> Verilen metin
------------------------
Biz Kimden Kaçıyorduk Anne? Dünyadayız ve Bunun Bir Çaresi Yok.
Duygusal dünyamızın, yaşam koşullarımızın, değiştirebildiğimiz ve değiştirmeye kudretimizin yetmediği durumların hem okuduğumuz hem izlediğimiz şeylerin üstümüzde bıraktığı etki açısından göreceli olduğunu söylemek mümkün. O nedenle kadınlar açısından ‘’Biz Kimden Kaçıyorduk Anne’’ dizisinin başka türlü bir açılımı olduğunu sanıyorum. Her şeyden evvel korkuların insanı nasıl dönüştürebildiğini, saf ve temiz bir genç kadından bir seri katile evrilmenin aslında ne kadar ‘normal’ olabileceğini, sevgisiz, korkunun hâkim olduğu ve aslında korunup sakınılması gereken bir aileden gelip yoğun ve derin bir sevgi bağı kurabilmenin sanıldığı kadar imkansız olmadığını, canavarlarla mücadele ederken canavara dönüşmenin hakikatteki açılımını ve tüm gaddarların, kötülerin aslında akraba olduğunu ve tüm bunların sadece bir roman veya film sahiciliğinde değil, günlük hayatta da mümkün olabileceğini ancak yaralı bir kadın izleyici hissedebilir. Genel izleyici için sürreal boyutta görünen pek çok olay aslında pamuk ipliğine bağlı birer yaşamsal gerçek olabilir ve anlatıyla daha derin bir bağ kurmak mümkün. Perihan Mağden’in aynı adlı eserini 2007’de okuduğumda o zaman gerçek üstü bir roman atmosferi olarak değerlendirdiğim hikâye, bugünün koşullarında bir kız çocuğu annesi olarak ve giderek kararan bir dünyada yaşam mücadelesi verirken bambaşka etkiler yarattı üstümde. Bu noktada dizinin senaryo uyarlamasını yazan Ertan Kurtulan’ı da tebrik etmek gerek. Yönetmen Umut Aral’ın özeni ve sahiciliği yitirmeden hikâyeyi sinema diline aktarması da övgüyü hak ediyor. Oyuncu kadrosu oldukça güçlü, sinematografisi sağlam bir yapım.
------------------------
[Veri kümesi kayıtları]
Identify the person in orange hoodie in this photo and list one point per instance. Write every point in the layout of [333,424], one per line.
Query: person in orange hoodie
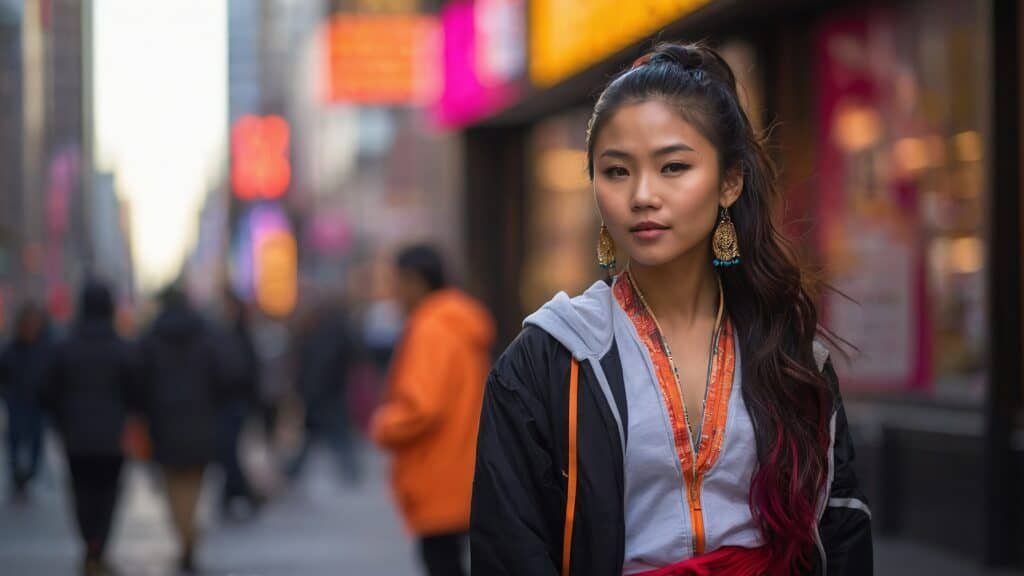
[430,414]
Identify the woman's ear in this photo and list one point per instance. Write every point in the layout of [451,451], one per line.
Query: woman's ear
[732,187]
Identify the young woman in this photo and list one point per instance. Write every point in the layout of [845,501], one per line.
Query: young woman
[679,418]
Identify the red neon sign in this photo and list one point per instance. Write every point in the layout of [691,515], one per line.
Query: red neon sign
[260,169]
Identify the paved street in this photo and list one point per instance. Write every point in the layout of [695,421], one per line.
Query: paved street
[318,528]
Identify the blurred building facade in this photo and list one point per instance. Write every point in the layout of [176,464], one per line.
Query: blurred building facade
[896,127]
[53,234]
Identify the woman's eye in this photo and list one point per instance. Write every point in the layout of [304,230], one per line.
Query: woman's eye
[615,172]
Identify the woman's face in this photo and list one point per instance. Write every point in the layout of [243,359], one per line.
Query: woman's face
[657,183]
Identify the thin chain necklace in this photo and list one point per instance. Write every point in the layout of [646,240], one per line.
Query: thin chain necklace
------------------------
> Verilen görev 1
Verilen metne göre aşağıdaki soruları yanıtla.
(a) Dizinin dayandığı roman metinde hangi yılda okunmuş olarak geçiyor?
(b) Dizinin senaryo uyarlamasını kim yazmış?
(c) Dizinin yönetmeni kim?
> Verilen görev 2
Listede "Identify the woman's face" ifadesini içeren satırdan listenin sonuna kadar olan satırları yeniden yaz. Bu satırlarda "Identify" ifadesini "Locate" ile değiştir, geri kalan her şeyi aynen bırak.

> Tamamlanmış yanıt 1
(a) 2007
(b) Ertan Kurtulan
(c) Umut Aral

> Tamamlanmış yanıt 2
Locate the woman's face in this photo and list one point per instance. Write every point in the layout of [243,359], one per line.
Query: woman's face
[657,183]
Locate the thin chain necklace in this photo and list one point per instance. Write every point in the layout of [646,240], one per line.
Query: thin chain necklace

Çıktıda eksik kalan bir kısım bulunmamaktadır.